#### Task item
Write what comes next in the essay about South Dakota winters, picking up right after its last sentence.

--- Text excerpt ---

Everybody, I suppose, has heard the story about the guy who would hit himself with a hammer and, when asked why, say it felt so good when he stopped.

That’s as good an explanation as any for why so many of us – well, 880,000 of us. I guess that isn’t so many in comparison with most states, but still – choose to live through winters here on the northern plains. We get a long, cold snap like that vicious one earlier this month, we somehow manage to survive it, and it feels so good when it stops. There’s something almost euphoric about walking out of the house on that first warmish day after a long spell of having the thermometer hover halfway between zero and the temperature of one of those vats they use to store the Pfizer COVID-19 vaccine. It can’t be just me, can it?

It has been my experience over seven decades that those of us who live here in South Dakota take some obnoxious pride in being tough enough to take it — whatever “it’’ is. We’re hardy souls. That’s what we tell ourselves, and it’s what we tell anyone else who will listen, no matter what part of the country they call home. We can stand a little arctic air now and then, we say. We can laugh in the face of a polar vortex, even if our laughter freezes solid in mid “Ha’’ and drops with a thud to the snow-covered earth next to our insulated boots.

--- Excerpted data ---

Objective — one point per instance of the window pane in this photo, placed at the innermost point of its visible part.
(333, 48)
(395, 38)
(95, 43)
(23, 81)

---

#### Exercise output
My generation, along with several before and one or two after, grew up understanding that nothing could be done about the weather except to endure it. We adapted to it as best we could. I had one sweet Army surplus parka back in junior high. It was filled with some kind of down, had half a dozen pockets for extra mittens and gloves and an oversized, fur-trimmed hood that engulfed my head and face. If that weren’t enough, it had drawstrings on the hood so I could pull it tighter and tighter until only a little peephole showed through. Sometimes I could hardly breathe in that fabric igloo of mine, but I was living through whatever weather winter brought my way.

I knew better than to ask for a ride to school during cold weather. A ride? What’s that?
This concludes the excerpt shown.